§ **Problem details**:
Leave out the pictures and copy every record exactly.

- - -

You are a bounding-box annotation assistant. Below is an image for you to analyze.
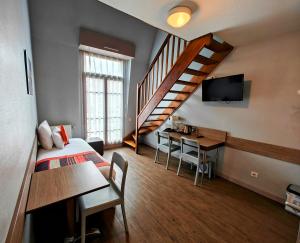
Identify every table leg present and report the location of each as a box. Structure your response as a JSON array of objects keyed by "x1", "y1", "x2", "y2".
[
  {"x1": 194, "y1": 146, "x2": 201, "y2": 186},
  {"x1": 297, "y1": 221, "x2": 300, "y2": 243},
  {"x1": 166, "y1": 139, "x2": 172, "y2": 170},
  {"x1": 214, "y1": 148, "x2": 219, "y2": 178},
  {"x1": 201, "y1": 152, "x2": 206, "y2": 184},
  {"x1": 66, "y1": 198, "x2": 75, "y2": 238}
]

- - -

§ **Solved problem**:
You are a bounding-box annotation assistant. Below is an image for you to analyze.
Identify every table leg present and report the location of each as a box. Structure your response as a JSON array of objects keyed by "x1", "y1", "x2", "y2".
[
  {"x1": 194, "y1": 146, "x2": 201, "y2": 186},
  {"x1": 297, "y1": 221, "x2": 300, "y2": 243},
  {"x1": 166, "y1": 139, "x2": 172, "y2": 170},
  {"x1": 214, "y1": 148, "x2": 219, "y2": 178},
  {"x1": 201, "y1": 152, "x2": 206, "y2": 184},
  {"x1": 66, "y1": 198, "x2": 75, "y2": 238}
]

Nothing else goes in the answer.